*Source document*.
• • • • •

Chapter 6 Help files and packages

6.1 Using the help files

When you’re using R you can’t just pull all the menus down looking for one that has ‘linear regression’ somewhere, like you might do with another piece of software. This means that you will find yourself consulting the help files more than you might do with other packages. If you know the name of the function you wish to use, you can get the help file by just typing the function name prefixed with a ?:

?cor.test
?log
?glm

This opens a new window with the help file for that command, or if you’re using RStudio it will show the help file in the ’help’tab. All the help files follow the same format, and if you’re not familiar with the layout they can seem bizarrely incomprehensible. Let’s walk through the important bits of the help file for cor.test():

cor.test                package:stats                R Documentation
Test for Association/Correlation Between Paired Samples
Description:
     Test for association between paired samples, using one of
     Pearson's product moment correlation coefficient, Kendall's tau or
     Spearman's rho.

This tells you which package it’s in (this gets important when you want to do more obscure analysis and have to load new packages), and then tells you what it does. The “usage” section…

Usage:
     cor.test(x, ...)
     ## Default S3 method:
     cor.test(x, y,
              alternative = c("two.sided", "less", "greater"),
              method = c("pearson", "kendall", "spearman"),
              exact = NULL, conf.level = 0.95, ...)
     ## S3 method for class 'formula':
     cor.test(formula, data, subset, na.action, ...)

…tells you how to use it. The default method is to type cor.test( and then give the names of the two variables to be tested, separated by commas. There is then a list of the different arguments that can be included in the command. These arguments are followed by some of the possible options, so you can specify method=“spearman” if you want a Spearman’s r instead of a Pearson. Don’t worry about what it means by “S3 method” - this refers to the method that R uses to deal with the code and is something that you don’t need to concern yourself with if you need to read this book. The next bit then lets you know that you can also use it by inputting a formula. The arguments and their options are then described in a bit more detail:

Arguments:
    x, y: numeric vectors of data values.  'x' and 'y' must have the
          same length.
alternative: indicates the alternative hypothesis and must be one of
          '"two.sided"', '"greater"' or '"less"'.  You can specify just
          the initial letter.  '"greater"' corresponds to positive
          association, '"less"' to negative association.
  method: a character string indicating which correlation coefficient
          is to be  used for the test.  One of '"pearson"',
          '"kendall"', or '"spearman"', can be abbreviated.

and so on. For each of the arguments there is a line or paragraph telling you what each one does, and in some cases giving a list of what the various options do for that argument. Next up is the section called “Details.”

Details

The three methods each estimate the association between paired samples 
and compute a test of the value being zero. They use different measures 
of association, all in the range [-1, 1] with 0 indicating no association. 
These are sometimes referred to as tests of no correlation, but that 
term is often confined to the default method...

This section of the help file gives you some more information about what the function does and how some of the arguments alter the way it works. In the case of cor.test() this is mostly concerned with the specifics of the way that each of the three options available (Pearson’s, Spearman’s and Kendall’s Tau) are calculated.

• • • • •

*A run of records*.
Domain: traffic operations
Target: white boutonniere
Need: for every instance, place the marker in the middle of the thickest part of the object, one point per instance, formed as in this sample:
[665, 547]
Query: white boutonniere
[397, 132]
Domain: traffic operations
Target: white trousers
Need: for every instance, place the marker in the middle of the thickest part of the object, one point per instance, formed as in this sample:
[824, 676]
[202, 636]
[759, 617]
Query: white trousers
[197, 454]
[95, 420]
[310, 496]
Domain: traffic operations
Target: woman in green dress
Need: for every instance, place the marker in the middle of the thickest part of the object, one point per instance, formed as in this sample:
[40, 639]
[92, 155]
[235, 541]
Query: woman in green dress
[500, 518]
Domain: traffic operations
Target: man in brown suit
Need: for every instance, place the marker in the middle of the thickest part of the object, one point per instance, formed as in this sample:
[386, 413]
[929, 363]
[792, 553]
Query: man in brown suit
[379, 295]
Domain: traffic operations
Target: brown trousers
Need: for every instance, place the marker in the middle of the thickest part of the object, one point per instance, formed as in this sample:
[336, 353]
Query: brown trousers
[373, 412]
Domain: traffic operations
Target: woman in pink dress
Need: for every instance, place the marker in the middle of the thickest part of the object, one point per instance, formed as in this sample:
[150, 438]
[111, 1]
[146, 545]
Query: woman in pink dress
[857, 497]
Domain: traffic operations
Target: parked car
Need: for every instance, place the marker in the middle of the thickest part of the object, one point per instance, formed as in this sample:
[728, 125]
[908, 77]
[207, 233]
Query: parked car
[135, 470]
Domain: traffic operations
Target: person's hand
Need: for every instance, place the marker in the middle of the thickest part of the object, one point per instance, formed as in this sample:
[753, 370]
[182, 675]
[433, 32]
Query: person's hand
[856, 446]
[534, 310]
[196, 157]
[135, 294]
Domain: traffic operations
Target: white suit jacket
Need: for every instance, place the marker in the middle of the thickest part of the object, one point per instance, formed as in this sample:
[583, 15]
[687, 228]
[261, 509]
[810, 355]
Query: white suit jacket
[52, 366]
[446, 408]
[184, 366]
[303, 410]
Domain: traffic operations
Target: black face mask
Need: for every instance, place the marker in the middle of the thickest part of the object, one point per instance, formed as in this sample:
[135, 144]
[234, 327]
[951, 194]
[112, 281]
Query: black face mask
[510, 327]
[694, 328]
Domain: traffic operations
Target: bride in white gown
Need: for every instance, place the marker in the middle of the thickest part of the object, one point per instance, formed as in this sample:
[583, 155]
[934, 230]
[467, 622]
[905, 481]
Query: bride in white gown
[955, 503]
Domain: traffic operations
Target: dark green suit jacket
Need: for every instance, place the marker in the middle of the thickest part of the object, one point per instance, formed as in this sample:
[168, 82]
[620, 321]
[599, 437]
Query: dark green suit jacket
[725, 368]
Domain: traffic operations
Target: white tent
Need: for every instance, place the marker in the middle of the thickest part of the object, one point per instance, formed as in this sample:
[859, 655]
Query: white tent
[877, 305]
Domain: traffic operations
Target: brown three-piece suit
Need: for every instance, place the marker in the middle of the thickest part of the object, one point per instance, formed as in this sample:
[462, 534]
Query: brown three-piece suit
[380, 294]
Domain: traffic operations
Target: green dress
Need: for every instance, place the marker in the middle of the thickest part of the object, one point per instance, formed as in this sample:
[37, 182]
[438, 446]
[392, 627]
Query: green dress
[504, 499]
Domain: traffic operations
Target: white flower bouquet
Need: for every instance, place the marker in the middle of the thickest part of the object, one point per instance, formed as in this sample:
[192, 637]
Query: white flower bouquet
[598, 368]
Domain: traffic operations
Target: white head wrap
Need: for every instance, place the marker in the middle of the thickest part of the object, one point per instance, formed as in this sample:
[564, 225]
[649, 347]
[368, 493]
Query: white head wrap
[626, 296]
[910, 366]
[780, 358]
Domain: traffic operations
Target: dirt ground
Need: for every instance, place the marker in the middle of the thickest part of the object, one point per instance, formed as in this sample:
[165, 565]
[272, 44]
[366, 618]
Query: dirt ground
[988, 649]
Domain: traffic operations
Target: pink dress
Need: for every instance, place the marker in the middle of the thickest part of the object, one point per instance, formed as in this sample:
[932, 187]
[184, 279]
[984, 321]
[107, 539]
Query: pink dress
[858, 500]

• • • • •

*Problems and tasks*.
[1] Quote the part of the help files chapter that begins at the words "alternative: indicates the" and stops after "to negative association.".
[2] Continue the help files chapter from where it stops.

*Outputs in order*.
[1]
alternative: indicates the alternative hypothesis and must be one of
          '"two.sided"', '"greater"' or '"less"'.  You can specify just
          the initial letter.  '"greater"' corresponds to positive
          association, '"less"' to negative association.

[2]
The next section is called “Value.”

Value:
     A list with class '"htest"' containing the following components: 
statistic: the value of the test statistic.
parameter: the degrees of freedom of the test statistic in the case
          that it follows a t distribution.
 p.value: the p-value of the test.
estimate: the estimated measure of association, with name '"cor"',
          '"tau"', or '"rho"' correspoding to the method employed.

This part tells you what the output of the function consists of. If you just tell R to do a cor.test() analysis all of this appears in the console, but if you set up an object containing the output from the test then it is useful to know what information is actually stored there and what it’s all called so that you can access it You might not want to do this for a simple correlation analysis, but it gets very useful for more complex analyses because the object will contain handy things like the residuals. When you know what the names of the various pieces of information in the object are you can access them using the object name and a dollar symbol in the same way you can access a variable within a data frame:

obj<-cor.test(WeightF, WeightM)

obj$p.value
[1] 0.9424136

obj$statistic
       t 
-0.07303 

The remainder is a couple of references and then an example of how the function might be used. This last is sometimes very useful and sometimes less so. Note that you can just cut and paste the text from the example into the R console window if you want to run the example.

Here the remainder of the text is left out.